• Written exercise: Rewrite the entries from the line containing "Please mark the green" through the last one, changing "out-of-focus foliage" to "blurred background foliage" and leaving everything else as it is.

------ Input material

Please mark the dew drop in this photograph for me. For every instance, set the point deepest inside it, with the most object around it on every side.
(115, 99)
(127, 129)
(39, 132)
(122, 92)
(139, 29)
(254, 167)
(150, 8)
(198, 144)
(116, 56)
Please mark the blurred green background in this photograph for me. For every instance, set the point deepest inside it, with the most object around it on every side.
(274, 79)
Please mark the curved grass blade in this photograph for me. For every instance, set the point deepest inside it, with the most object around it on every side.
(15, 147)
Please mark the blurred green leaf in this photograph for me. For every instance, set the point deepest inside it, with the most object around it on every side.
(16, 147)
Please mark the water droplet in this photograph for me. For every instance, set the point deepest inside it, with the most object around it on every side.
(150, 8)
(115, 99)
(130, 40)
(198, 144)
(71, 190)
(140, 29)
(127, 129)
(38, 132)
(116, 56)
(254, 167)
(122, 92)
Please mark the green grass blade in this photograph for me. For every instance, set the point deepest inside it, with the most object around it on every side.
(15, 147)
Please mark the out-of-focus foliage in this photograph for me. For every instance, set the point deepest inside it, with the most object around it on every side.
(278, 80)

------------

• Task output:
Please mark the green grass blade in this photograph for me. For every instance, set the point deepest inside it, with the most object around it on every side.
(15, 147)
Please mark the blurred background foliage in this photograph for me. For every instance, set the point deepest inside it, with the most object around it on every side.
(278, 80)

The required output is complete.